Count the lines in the material below that contain the string "roof". Reply with the number alone.

○ ○ ○ ○

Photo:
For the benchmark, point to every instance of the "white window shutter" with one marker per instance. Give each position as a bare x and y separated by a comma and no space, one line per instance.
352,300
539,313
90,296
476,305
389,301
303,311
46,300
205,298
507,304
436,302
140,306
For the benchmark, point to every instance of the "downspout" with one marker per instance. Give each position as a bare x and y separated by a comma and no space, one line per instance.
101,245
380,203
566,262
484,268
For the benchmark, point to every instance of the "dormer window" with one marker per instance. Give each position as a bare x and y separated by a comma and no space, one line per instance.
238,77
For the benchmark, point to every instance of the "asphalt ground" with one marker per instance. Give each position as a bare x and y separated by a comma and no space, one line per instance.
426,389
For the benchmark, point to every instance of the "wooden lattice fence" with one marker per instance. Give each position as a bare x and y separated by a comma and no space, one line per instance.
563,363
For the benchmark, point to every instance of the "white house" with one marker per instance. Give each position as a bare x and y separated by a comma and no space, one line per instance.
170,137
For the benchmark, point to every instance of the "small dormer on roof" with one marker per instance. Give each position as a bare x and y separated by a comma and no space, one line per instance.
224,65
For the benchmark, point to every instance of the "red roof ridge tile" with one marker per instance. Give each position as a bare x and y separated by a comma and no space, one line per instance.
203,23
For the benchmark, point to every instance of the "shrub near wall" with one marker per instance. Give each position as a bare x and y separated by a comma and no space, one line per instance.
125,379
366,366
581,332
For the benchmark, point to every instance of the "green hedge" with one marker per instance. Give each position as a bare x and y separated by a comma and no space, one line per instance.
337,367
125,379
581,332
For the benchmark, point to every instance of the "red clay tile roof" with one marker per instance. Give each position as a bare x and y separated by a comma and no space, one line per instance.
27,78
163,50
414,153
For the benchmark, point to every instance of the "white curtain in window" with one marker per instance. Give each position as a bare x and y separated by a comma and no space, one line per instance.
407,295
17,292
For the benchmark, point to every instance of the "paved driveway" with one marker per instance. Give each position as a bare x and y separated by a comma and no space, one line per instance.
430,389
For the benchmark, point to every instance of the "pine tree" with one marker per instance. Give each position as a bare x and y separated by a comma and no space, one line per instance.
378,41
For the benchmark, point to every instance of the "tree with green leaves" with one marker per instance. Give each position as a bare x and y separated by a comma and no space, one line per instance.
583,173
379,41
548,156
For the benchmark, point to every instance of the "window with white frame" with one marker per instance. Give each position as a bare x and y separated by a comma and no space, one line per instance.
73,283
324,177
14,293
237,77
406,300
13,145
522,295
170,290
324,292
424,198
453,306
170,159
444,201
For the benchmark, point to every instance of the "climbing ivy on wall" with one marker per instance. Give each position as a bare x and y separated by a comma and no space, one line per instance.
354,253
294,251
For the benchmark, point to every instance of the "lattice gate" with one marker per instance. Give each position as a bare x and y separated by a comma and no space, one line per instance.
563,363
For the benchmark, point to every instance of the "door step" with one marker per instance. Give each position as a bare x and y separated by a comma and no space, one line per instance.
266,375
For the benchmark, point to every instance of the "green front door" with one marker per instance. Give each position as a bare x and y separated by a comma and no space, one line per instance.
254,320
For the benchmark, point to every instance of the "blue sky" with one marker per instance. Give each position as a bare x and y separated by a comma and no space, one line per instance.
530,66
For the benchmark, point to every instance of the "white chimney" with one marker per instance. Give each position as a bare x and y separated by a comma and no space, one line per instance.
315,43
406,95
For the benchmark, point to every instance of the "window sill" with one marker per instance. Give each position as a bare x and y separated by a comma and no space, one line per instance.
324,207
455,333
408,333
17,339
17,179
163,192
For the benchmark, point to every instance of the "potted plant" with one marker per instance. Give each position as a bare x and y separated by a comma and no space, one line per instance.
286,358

○ ○ ○ ○

**TASK ANSWER**:
3